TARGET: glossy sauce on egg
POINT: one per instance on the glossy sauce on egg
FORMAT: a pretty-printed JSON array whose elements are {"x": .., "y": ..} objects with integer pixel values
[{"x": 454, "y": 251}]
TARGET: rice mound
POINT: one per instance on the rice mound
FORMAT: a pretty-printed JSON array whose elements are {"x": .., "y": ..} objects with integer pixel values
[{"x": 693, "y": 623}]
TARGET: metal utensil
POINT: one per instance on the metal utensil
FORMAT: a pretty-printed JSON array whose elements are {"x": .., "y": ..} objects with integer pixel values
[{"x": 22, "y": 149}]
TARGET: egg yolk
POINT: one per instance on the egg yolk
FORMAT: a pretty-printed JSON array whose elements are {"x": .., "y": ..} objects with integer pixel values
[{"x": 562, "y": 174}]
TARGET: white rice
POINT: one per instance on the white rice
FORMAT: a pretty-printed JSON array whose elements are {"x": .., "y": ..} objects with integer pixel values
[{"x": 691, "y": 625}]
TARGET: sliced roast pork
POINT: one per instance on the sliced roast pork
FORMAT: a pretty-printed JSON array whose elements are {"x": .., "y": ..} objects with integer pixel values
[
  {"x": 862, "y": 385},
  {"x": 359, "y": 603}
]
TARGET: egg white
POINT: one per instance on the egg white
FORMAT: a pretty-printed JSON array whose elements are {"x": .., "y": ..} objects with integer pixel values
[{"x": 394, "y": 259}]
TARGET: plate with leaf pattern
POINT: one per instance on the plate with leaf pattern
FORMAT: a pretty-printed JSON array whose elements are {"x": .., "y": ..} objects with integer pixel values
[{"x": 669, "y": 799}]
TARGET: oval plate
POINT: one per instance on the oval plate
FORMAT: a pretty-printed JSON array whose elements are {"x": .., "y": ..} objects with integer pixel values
--------------------------------------------------
Problem - Please put every line of the records from the one holding "TARGET: sliced roast pork" through the last line of the records, both ends included, into a JSON list of strings with one string per line, leaving out blank lines.

Written answer -
[
  "TARGET: sliced roast pork",
  "POINT: one per instance on the sliced roast pork",
  "FORMAT: a pretty-printed JSON array whose elements are {\"x\": .., \"y\": ..} objects with integer pixel values",
  "[",
  "  {\"x\": 862, \"y\": 385},",
  "  {\"x\": 359, \"y\": 603}",
  "]",
  "TARGET: egg white",
  "POINT: one per instance on the egg white",
  "FORMAT: a pretty-printed JSON array whose elements are {\"x\": .., \"y\": ..} objects with integer pixel values",
  "[{\"x\": 394, \"y\": 259}]",
  "TARGET: plate with leaf pattern",
  "POINT: one per instance on the plate with leaf pattern",
  "FORMAT: a pretty-printed JSON array whose elements are {\"x\": .., \"y\": ..} objects with integer pixel values",
  "[{\"x\": 669, \"y\": 799}]",
  "TARGET: oval plate",
  "POINT: one per instance on the oval plate",
  "FORMAT: a pretty-printed JSON array whose elements are {\"x\": .., \"y\": ..} objects with integer pixel values"
]